:: Set task ::
Locate each line in the items below that contains the word "hand" and copy those lines.

:: Data rows ::
* Start *

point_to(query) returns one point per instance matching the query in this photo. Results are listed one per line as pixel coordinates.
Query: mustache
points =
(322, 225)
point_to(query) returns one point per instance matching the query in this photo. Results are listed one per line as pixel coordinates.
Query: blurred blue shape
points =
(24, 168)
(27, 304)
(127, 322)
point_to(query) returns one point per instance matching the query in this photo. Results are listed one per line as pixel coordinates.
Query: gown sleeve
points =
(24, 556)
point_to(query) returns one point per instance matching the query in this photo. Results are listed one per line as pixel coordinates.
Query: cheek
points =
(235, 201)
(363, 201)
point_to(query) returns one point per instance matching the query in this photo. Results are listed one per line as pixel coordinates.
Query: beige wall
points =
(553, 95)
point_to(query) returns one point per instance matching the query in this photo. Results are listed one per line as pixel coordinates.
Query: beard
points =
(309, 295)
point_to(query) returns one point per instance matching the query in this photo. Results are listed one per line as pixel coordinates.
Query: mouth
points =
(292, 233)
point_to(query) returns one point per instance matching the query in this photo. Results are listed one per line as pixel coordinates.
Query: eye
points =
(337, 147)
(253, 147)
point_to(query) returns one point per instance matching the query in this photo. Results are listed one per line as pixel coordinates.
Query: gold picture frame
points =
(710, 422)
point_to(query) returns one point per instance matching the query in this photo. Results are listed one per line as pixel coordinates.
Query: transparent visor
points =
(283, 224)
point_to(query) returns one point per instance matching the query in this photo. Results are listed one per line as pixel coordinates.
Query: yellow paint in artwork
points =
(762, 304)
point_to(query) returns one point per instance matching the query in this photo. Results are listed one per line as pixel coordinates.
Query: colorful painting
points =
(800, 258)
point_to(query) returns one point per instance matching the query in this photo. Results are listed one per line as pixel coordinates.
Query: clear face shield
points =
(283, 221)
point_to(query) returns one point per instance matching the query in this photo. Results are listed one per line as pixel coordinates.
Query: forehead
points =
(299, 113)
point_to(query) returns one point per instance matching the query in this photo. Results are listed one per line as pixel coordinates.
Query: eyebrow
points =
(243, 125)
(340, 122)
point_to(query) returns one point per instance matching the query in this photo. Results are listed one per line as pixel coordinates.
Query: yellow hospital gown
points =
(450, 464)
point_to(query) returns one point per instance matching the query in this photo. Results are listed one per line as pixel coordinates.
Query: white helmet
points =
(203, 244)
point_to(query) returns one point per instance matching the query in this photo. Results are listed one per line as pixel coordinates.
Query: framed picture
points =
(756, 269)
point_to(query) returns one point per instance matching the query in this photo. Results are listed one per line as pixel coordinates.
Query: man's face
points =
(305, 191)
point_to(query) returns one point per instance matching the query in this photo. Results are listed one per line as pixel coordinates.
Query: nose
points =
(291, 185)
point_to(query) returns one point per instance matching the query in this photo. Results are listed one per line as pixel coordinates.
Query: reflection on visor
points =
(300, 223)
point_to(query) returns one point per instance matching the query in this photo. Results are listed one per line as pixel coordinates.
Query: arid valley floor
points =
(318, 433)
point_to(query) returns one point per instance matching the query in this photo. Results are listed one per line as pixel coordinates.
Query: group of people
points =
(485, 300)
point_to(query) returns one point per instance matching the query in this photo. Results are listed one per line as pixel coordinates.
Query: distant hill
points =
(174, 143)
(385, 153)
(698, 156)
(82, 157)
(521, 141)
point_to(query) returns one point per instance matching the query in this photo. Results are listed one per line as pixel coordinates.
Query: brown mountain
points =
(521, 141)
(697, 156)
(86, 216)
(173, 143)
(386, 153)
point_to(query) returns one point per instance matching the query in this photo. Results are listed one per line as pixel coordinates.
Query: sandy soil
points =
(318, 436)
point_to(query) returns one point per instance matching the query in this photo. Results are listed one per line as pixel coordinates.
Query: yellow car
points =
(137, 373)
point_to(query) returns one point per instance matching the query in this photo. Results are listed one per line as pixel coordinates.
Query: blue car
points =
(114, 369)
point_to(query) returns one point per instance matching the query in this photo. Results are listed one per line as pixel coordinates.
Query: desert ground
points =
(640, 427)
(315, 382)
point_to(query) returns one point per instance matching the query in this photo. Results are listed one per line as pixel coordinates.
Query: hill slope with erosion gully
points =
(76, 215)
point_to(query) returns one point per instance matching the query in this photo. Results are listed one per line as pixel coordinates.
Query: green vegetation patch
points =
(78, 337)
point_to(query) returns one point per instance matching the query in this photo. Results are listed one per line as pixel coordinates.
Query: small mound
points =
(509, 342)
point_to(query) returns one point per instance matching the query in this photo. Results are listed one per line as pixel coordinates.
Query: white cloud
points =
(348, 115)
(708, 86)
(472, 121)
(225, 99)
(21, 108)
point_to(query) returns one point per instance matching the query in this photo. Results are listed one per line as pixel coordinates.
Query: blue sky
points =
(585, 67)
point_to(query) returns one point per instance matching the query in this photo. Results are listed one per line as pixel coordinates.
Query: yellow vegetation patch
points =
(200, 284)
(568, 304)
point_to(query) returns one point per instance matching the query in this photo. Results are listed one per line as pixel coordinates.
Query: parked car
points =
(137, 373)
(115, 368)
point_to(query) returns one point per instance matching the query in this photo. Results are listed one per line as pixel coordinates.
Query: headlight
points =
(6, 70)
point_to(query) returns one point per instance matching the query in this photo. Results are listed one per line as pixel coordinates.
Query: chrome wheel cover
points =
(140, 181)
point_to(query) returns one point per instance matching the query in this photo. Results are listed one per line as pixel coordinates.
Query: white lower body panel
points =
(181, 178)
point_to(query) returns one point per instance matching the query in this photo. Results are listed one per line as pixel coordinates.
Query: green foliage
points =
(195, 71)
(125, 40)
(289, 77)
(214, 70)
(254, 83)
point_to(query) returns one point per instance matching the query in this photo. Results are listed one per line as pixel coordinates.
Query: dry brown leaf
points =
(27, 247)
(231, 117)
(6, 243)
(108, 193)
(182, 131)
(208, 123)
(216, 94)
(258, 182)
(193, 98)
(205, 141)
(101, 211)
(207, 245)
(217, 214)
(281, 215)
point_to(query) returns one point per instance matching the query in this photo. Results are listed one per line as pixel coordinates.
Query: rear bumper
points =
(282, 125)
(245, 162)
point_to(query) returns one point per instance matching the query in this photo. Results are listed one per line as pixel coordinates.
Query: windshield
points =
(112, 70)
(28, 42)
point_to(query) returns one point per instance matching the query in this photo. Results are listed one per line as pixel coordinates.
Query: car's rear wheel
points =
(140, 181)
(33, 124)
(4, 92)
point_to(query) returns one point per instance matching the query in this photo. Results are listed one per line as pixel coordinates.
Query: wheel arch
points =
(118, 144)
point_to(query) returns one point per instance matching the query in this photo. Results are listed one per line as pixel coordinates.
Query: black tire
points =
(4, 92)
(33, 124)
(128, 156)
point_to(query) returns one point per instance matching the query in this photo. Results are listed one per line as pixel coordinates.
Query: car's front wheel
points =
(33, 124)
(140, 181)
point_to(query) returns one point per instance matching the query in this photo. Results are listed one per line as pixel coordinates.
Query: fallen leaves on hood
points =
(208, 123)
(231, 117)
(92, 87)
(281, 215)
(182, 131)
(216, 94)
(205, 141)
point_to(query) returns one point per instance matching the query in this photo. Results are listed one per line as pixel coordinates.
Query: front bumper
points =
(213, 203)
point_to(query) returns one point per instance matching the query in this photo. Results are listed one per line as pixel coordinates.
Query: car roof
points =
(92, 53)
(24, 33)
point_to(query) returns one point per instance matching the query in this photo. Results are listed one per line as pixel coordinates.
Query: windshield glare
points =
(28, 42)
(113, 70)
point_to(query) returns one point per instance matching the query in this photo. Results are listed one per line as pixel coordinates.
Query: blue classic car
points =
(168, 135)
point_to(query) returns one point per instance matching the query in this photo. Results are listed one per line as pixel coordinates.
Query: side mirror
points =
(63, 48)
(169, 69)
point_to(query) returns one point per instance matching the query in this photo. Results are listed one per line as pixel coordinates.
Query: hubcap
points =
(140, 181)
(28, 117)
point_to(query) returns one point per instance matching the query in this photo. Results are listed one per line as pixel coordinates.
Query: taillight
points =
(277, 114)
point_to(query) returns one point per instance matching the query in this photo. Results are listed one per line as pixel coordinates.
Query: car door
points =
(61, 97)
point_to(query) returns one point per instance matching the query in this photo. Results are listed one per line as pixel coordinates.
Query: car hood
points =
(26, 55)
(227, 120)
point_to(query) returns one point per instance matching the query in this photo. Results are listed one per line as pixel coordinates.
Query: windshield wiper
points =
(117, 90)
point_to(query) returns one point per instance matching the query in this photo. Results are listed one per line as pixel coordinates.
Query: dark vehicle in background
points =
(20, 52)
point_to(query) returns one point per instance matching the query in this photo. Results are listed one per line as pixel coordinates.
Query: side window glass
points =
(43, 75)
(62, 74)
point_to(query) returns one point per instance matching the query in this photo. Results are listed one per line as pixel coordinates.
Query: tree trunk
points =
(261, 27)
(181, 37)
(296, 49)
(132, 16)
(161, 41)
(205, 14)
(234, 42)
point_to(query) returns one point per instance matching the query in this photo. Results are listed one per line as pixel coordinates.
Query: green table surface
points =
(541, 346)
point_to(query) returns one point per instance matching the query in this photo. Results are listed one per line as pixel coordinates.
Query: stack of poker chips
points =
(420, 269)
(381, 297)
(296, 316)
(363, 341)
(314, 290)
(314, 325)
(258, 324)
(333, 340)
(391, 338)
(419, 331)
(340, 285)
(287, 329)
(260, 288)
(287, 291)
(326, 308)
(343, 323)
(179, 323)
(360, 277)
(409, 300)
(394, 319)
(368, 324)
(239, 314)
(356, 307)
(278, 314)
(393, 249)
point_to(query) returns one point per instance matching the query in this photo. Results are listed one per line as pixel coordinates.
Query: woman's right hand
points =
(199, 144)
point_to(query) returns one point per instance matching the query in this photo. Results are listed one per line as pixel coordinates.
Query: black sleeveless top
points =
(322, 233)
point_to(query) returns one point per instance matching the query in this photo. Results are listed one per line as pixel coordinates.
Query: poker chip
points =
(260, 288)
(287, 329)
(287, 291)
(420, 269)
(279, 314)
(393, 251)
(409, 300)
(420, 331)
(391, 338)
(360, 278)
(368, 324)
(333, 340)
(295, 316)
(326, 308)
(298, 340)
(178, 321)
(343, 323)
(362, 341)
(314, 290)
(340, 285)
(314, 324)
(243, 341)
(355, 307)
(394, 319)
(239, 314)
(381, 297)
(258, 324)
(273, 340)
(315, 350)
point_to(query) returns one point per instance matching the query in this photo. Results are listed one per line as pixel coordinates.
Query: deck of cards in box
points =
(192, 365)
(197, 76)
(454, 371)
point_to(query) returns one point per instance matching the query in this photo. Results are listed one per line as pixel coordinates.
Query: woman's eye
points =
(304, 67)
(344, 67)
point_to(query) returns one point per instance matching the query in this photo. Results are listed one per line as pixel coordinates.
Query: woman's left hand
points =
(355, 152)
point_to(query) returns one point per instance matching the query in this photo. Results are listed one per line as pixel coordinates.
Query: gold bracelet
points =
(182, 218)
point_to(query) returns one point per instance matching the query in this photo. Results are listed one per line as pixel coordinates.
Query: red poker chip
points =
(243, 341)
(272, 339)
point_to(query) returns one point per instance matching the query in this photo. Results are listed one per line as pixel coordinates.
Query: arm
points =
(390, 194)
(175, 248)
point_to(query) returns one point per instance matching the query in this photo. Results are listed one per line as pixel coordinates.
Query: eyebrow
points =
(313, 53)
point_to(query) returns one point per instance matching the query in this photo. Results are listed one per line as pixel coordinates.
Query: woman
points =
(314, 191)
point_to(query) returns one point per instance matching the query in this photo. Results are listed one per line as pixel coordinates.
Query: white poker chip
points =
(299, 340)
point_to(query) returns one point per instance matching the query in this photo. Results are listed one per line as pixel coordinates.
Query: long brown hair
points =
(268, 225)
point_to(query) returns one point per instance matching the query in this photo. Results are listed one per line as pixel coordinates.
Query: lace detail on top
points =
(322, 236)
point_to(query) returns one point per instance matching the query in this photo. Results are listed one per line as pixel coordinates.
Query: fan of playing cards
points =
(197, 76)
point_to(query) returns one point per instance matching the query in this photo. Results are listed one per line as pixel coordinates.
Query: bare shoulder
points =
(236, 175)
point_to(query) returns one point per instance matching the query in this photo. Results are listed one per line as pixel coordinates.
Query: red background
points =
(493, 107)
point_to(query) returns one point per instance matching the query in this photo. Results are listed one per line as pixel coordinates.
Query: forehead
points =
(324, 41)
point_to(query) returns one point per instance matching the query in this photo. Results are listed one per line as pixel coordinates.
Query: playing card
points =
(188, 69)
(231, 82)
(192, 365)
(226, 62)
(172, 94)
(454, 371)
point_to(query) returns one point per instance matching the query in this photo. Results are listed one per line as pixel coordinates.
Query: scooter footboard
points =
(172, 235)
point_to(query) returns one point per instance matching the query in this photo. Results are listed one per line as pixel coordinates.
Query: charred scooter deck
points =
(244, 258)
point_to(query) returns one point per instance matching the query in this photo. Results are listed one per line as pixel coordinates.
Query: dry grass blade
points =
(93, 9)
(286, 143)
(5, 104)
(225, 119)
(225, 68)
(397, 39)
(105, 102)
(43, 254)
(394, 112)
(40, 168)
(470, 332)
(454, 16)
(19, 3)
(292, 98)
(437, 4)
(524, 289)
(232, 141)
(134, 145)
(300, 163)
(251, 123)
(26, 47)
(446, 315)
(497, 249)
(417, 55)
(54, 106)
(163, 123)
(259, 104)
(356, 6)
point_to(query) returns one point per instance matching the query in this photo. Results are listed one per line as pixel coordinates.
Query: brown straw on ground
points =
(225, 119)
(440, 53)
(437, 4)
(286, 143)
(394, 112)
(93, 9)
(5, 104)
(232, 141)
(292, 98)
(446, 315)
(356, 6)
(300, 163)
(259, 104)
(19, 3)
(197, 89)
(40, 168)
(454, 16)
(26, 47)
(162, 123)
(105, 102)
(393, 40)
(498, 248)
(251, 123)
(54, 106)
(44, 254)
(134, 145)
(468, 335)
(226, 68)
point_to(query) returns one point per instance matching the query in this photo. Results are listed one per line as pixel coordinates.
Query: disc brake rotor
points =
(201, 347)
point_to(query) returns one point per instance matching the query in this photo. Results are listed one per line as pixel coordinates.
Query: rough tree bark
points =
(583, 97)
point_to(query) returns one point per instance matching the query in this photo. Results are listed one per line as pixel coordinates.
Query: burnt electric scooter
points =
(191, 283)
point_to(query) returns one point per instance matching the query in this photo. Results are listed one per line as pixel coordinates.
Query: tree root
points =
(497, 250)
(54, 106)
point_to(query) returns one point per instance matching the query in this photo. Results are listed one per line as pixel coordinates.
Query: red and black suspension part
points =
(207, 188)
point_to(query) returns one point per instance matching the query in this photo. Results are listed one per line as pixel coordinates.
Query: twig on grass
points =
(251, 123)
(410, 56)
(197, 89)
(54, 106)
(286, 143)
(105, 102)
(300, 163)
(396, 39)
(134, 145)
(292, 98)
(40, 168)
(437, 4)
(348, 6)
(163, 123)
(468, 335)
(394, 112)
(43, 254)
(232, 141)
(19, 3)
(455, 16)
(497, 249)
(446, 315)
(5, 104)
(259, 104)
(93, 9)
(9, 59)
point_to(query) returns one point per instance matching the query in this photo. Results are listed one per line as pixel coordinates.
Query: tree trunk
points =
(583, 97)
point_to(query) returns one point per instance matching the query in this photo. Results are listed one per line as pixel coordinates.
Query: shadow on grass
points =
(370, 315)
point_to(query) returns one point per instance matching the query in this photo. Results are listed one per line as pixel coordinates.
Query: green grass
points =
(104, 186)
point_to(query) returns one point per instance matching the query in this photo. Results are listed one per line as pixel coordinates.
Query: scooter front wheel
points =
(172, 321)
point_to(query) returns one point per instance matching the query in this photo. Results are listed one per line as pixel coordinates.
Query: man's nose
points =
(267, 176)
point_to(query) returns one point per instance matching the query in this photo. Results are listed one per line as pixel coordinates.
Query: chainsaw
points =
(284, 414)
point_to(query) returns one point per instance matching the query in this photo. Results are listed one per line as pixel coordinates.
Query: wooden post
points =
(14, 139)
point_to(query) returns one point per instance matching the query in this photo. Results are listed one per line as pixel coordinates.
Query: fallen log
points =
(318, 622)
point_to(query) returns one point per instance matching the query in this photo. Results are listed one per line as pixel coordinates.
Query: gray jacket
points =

* End *

:: Answer to the problem ::
Query: woman's right hand
Query: woman's left hand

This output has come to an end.